The term materially contribute was chosen as the most appropriate in
preference to substantially swayed, Kotteakos v. United States, 328 U.S.
750, 66 S.Ct. 1239, 90 L.Ed 1557 (1946) or material effect. Holloway v.
Arkansas, 435 U.S. 475, 98 S.Ct. 1173, 55 L.Ed.2d 426 (1978). The word
contribute was employed in Schneble v. Florida, 405 U.S. 427, 92 S.Ct.
1056, 31 L.Ed.2d 340 (1972) and United States v. Hastings, 461 U.S. 499,
103 S.Ct. 1974, 76 L.Ed.2d 96 (1983).
Error will not be considered in determining whether a substantial
right of a party was affected if the evidence was admitted in error
following a properly made objection, Sec. 18.103(a)(1), and the judge
explicitly states that he or she does not rely on such evidence in
support of the decision or order. The judge must explicitly decline to
rely upon the improperly admitted evidence. The alternative of simply
assuming nonreliance unless the judge explicitly states reliance, goes
too far toward emasculating the benefits flowing from rules of evidence.

------------------------------------------------

#### Goal of the exercise
Retype the stretch of the commentary on admitting evidence in error from "The term materially" through "427, 92 S.Ct.", keeping every word and mark unchanged.

#### Entries shown
------------------------------------------------

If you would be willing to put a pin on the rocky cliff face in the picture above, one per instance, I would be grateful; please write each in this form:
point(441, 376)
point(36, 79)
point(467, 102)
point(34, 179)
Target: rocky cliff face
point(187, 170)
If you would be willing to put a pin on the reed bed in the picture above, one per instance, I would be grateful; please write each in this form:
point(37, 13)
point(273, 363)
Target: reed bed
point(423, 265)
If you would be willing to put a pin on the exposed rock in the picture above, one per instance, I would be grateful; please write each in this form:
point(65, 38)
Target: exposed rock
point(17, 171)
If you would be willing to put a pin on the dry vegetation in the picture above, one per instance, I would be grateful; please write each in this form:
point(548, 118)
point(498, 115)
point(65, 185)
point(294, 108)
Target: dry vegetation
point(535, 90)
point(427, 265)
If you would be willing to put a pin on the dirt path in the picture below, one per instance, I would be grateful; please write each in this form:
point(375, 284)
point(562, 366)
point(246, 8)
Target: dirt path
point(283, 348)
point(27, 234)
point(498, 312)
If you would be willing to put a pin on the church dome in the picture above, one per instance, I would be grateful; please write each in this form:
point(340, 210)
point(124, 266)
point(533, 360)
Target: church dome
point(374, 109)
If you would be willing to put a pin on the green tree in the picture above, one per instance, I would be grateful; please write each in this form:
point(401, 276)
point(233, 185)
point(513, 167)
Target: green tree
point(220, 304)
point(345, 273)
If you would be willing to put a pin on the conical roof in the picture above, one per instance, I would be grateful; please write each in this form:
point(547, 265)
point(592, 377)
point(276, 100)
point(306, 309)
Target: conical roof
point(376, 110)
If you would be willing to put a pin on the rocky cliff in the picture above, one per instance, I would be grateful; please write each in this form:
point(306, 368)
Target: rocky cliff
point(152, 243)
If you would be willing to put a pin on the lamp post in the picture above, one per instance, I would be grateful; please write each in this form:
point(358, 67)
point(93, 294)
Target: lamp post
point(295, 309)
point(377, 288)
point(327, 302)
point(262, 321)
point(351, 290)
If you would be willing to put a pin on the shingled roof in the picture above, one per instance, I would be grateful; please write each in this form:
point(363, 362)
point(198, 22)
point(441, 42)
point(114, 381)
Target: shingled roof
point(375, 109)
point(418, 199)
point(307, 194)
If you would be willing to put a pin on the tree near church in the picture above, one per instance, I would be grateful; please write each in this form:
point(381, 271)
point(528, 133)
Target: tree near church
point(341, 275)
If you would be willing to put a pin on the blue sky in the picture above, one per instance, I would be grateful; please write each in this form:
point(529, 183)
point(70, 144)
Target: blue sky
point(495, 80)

------------------------------------------------

#### Response for this exercise
The term materially contribute was chosen as the most appropriate in
preference to substantially swayed, Kotteakos v. United States, 328 U.S.
750, 66 S.Ct. 1239, 90 L.Ed 1557 (1946) or material effect. Holloway v.
Arkansas, 435 U.S. 475, 98 S.Ct. 1173, 55 L.Ed.2d 426 (1978). The word
contribute was employed in Schneble v. Florida, 405 U.S. 427, 92 S.Ct.